## EXTRACTED TEXT
^^^^
Erkan Affan and Queer Art Projects present: Dramaqueer’s “Kırıta Kırıta” series

Introduction from Erkan Affan (Programmer of artists from Turkey taking part in Tranpose BURN: Pit Party): 
Nostalgia can, in itself, be a form of memorialisation that que(e)ries the notions of space and time. Dramaqueer Art Collective’s ‘Kırıta Kırıta’ series does just that, and it is a pleasure to share their work with both physical and digital audiences at the Barbican. 

Introduction from Queer Art Projects: 
Kırıta Kırıta (2021) is a project by the Dramaqueer Art Collective, curated by Serdar Soydan, consisting of 13 music videos, four of which we are presenting here at the Barbican.

The Dramaqueer Art Collective was founded in 2015 in Istanbul, Turkey, by a group of queers who aimed to focus on gender expression and body politics in art and popular culture. They commissioned, platformed, and supported queer artists through exhibitions, events, projects, and a yearly calendar featuring iconic photos of queer artists.

The 13 videos that comprise Kırıta Kırıta all feature songs in the form of “kanto” from the 1930s by Dramalı Hasan Hasguler, originally recorded by various women singers of that period. For this project, contemporary drag queens were commissioned to lip-sync and perform to each song, aiming to trace queer connections across different eras of the country. Kırıta Kırıta, meaning to sashay, to move in a feminine and seductive manner, represents both the essence of the dances to kanto music from the 1930s and the performance style of the drag queens.

In Turkish, the term "kanto" is used to describe a cheerful and lively song and dance performance. This form of entertainment experienced its peak of popularity between 1870 and 1910. The word "kanto" originates from the Italian word "cantare," meaning "to sing." The term started being used in the Ottoman Empire from 1850 onwards, when an Italian travelling theatre group incorporated dance and song programs into their performances in Istanbul. The term "kanto" allowed for a distinction to be made between this new form of song and the traditional Turkish Ottoman songs of the time.
In a kanto performance, women appeared on stage, dancing and singing, and they sang amusing, provocative, naively suggestive songs in an easy-to-understand language. A kanto show meant that in the Ottoman world of entertainment, women now came on stage not only in opera, operetta, and theatre but also in a new artistic genre of entertainment, wearing revealing costumes in public for the first time. Because of this, kanto singers mostly came from the Christian minorities, particularly Armenians and Greeks.
^^^^
(Dataset excerpts)
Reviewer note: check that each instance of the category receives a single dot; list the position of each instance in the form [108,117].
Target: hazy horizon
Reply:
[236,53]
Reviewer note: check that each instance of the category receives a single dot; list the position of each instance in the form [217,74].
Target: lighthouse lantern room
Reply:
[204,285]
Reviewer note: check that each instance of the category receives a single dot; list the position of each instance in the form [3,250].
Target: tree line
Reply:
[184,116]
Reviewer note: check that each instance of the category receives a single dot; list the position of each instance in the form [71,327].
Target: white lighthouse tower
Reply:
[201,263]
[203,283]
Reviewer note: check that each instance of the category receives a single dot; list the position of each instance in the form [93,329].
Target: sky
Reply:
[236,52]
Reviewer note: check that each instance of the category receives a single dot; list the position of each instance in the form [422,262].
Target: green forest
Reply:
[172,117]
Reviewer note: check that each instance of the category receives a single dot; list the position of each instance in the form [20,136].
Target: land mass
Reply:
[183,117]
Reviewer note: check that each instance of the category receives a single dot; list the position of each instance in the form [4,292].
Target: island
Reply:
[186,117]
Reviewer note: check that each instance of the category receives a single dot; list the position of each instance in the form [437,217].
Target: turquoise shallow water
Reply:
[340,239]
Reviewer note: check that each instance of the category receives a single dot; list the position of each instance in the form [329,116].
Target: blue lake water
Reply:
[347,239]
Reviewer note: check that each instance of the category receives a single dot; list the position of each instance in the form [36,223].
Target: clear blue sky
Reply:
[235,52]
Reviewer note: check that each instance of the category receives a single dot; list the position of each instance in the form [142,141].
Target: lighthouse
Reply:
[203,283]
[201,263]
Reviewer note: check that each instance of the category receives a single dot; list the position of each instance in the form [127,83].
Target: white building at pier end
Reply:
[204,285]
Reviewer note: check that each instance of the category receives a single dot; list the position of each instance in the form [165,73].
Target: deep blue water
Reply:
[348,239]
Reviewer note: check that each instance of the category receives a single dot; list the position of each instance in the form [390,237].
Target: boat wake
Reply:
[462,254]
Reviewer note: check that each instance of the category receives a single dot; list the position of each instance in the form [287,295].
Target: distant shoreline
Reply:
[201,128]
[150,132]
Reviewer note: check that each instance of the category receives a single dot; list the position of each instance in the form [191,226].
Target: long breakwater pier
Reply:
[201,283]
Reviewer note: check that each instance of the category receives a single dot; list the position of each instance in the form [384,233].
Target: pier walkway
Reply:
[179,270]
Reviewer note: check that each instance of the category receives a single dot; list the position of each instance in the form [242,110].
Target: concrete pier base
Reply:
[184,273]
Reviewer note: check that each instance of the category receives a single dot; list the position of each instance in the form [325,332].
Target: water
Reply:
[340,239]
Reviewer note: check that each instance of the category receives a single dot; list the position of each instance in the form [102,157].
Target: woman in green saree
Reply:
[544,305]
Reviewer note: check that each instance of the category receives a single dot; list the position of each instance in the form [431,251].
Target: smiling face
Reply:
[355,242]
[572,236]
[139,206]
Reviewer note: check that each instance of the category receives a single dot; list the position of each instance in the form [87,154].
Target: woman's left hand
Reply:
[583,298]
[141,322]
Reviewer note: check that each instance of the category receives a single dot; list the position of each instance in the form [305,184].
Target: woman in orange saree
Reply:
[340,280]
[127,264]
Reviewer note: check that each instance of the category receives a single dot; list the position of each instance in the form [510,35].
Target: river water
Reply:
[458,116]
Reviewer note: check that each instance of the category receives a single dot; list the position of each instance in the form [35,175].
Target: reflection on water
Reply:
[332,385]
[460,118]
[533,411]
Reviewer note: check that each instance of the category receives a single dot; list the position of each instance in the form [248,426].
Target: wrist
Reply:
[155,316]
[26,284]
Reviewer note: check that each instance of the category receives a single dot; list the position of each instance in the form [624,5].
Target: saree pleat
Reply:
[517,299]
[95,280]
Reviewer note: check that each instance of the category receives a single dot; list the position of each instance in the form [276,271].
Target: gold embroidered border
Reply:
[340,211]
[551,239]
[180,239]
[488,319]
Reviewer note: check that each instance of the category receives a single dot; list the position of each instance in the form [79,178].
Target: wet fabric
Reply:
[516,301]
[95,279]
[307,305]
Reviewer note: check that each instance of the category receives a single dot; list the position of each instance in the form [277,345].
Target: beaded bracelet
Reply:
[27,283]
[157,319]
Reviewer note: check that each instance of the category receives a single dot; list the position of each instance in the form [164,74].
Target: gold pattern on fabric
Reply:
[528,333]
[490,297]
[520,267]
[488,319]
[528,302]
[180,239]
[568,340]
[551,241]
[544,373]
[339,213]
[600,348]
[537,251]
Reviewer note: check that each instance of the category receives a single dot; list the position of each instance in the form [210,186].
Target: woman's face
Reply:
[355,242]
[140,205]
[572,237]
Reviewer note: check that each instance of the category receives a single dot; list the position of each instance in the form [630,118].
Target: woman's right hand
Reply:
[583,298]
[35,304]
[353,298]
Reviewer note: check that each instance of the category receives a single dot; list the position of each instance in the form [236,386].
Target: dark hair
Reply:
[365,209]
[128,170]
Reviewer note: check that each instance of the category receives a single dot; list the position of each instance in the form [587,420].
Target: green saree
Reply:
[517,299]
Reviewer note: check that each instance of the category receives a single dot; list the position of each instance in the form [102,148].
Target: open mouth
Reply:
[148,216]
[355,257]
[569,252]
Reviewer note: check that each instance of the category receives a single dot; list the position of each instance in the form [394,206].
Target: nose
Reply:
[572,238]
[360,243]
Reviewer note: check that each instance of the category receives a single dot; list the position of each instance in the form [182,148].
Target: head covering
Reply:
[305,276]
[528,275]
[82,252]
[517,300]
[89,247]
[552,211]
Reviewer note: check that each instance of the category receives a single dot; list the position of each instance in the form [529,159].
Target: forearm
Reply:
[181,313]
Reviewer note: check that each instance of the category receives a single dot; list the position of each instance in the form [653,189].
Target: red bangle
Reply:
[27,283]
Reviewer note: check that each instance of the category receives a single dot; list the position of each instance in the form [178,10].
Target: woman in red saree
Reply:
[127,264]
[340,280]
^^^^
## TASK INSTRUCTIONS
1 > According to the Kırıta Kırıta passage, in what year and in which city was the Dramaqueer Art Collective founded?
2 > Carry the Kırıta Kırıta passage forward from its last sentence.
You won't need the dataset excerpts.

## ACTIVITY ANSWERS
1 > In 2015, in Istanbul, Turkey.

2 >
After the republic was established, embracing Western values, there was a shift away from traditional Ottoman music to such an extent that there was a ban on playing traditional music on the radio in the 1930s. This led to a kanto revival with its roots in Western music. Furthermore, kantos were no longer limited to stage performances but became more widespread through records produced in studios. The lyrics also began to include satirical takes on contemporary cultural trends. During curator Serdar Soydan's research on these songs, he came across allusions to both drag queen and drag king performances in the same nightclubs where these songs were heard, which became the starting point of the project Kırıta Kırıta.

The project is dedicated to the memory of the legendary drag queen Huysuz Virgin (The Grumpy Virgin), AKA Seyfi Dursunoglu, who was born in the 1930s and died in 2020. He was known for his biting satire and kanto singing. He became famous in the '70s through programs on the state television TRT but was banned from appearing on TV in 2007. In short, Kırıta Kırıta is a project that traces the connections between generations of queer and minority performers, censorship, and resistance through popular entertainment in a turbulent culture that has been sashaying between the East and the West for centuries.
So let's leave the last words to the curator of the project, Serdar Soydan, whose meticulous research unearthed these half-forgotten songs and their connections among generations of queer performers in Turkey:

"A bit of East and a bit of West, a lot of femininity, and the pinnacle of queer. Category is: 30s Dance Hall Opulence!"

Lyrics translated by Queer Art Projects

* Kırıta Kırıta yahut Queer Temaslar, Serdar Soydan, Argonotlar, October, 2020
* Piece on Huysuz Virgin on t-vine, July 2020:
* Istanbul Women Museum website, entry on kanto singers:



“I Wont Be Decieved” - Cake Mosq (they/them)
Onur Gokhan Gokcek AKA Cake Mosq is a performance artist and drag queen based in Istanbul. After a training in classical ballet in 2011, Onur moved on to drag shows that incorporate movement and singing at the famous cabaret Cahide in Istanbul. They became one of the founding members of Istanbul Queer Art Collective in 2012 and as such performed in galleries, public spaces and festivals, as well as creating durational performances to camera until 2015. They have acted in films and music videos, hit the runway in fashion shows and since 2021 host a monthly talk show on youtube called Buralarda Neler Donuyor Bi Bilsen (If Only You Knew What’s Happening Around Here) that has 23K subscribers. 

“Dark-Haired Girl” - Ceytengri (any pronouns)
Ceytengri, the first of their name, the glam trash queen of Istanbul and beyond, is combining performance with music, video and prose in search of immortality as an infamous stain on history.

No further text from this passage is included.